Aim:
Reproduce word for word the part of the records that opens with the line containing "If you could spot the steel" and closes with the line containing "column 60, row 80". Include both of those lines.

[Collected data]
::::
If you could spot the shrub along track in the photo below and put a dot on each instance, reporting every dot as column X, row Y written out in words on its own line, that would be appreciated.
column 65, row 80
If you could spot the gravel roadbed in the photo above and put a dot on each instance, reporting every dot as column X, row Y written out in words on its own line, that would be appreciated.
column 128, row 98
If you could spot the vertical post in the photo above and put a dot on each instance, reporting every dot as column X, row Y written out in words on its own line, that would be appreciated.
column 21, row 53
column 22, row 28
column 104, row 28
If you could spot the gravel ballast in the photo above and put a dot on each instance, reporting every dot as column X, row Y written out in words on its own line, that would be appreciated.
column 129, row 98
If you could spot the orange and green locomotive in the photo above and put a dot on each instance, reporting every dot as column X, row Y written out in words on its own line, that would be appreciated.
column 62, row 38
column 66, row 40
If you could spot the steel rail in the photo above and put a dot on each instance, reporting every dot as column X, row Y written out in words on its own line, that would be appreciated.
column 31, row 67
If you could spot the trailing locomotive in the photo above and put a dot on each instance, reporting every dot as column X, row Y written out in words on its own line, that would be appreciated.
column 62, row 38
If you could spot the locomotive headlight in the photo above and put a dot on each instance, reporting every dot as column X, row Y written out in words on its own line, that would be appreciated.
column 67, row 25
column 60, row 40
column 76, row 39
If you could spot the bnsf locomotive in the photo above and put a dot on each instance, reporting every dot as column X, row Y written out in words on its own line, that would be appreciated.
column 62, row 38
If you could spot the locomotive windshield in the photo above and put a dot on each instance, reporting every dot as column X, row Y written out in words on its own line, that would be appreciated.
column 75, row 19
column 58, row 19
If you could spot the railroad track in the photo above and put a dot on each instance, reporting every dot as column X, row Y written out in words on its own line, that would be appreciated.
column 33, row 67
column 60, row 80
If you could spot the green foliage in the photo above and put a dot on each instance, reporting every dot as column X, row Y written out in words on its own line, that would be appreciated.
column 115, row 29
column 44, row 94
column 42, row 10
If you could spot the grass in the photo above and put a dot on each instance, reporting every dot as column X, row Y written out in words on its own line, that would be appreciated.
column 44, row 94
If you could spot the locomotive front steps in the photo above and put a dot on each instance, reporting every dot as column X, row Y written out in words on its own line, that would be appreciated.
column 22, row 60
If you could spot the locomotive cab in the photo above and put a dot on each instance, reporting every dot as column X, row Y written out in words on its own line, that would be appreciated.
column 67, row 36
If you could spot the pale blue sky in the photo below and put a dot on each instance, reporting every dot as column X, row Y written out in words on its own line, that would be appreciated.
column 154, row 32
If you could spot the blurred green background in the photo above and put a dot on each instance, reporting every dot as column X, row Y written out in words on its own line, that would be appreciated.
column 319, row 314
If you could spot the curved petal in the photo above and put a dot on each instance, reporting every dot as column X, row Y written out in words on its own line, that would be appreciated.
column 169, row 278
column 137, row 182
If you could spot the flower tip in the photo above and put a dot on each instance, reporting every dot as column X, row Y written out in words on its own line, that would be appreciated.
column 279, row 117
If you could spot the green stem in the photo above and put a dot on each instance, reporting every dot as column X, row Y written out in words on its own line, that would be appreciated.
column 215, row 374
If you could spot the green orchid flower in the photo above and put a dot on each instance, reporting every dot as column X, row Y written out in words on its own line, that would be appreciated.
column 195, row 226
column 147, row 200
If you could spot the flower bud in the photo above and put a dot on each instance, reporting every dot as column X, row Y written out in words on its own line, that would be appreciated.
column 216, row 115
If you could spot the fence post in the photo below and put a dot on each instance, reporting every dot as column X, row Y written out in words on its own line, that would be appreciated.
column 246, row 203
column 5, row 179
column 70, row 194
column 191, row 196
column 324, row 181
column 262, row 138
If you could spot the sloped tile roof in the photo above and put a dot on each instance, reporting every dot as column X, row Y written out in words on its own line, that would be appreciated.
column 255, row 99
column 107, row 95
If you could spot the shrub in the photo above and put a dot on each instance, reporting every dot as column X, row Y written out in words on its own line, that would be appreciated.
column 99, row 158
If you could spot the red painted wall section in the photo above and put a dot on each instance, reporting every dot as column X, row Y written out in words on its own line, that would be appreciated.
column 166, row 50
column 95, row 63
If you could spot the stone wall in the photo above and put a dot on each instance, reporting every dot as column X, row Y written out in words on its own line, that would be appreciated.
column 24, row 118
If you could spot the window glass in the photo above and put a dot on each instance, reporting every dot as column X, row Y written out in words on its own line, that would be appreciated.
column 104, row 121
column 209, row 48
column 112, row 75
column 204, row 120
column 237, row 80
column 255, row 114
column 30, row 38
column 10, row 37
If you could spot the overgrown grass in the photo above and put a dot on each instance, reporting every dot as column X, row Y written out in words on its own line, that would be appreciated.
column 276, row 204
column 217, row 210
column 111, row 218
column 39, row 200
::::
The reply:
If you could spot the steel rail in the photo above and put a dot on each instance, reporting every dot as column X, row Y written out in words on its own line, that would be appreciated.
column 31, row 67
If you could spot the trailing locomotive in the photo above and put a dot on each instance, reporting every dot as column X, row Y written out in words on its own line, that would be appreciated.
column 62, row 38
If you could spot the locomotive headlight in the photo above and put a dot on each instance, reporting every dot as column X, row Y written out in words on its own line, that would be appreciated.
column 67, row 25
column 60, row 40
column 76, row 39
If you could spot the bnsf locomotive in the photo above and put a dot on each instance, reporting every dot as column X, row Y written out in words on its own line, that would be appreciated.
column 62, row 38
If you could spot the locomotive windshield in the photo above and put a dot on each instance, reporting every dot as column X, row Y written out in words on its own line, that would be appreciated.
column 75, row 19
column 58, row 19
If you could spot the railroad track in the photo above and put a dot on each instance, reporting every dot as column X, row Y written out in words on its own line, that would be appreciated.
column 33, row 67
column 60, row 80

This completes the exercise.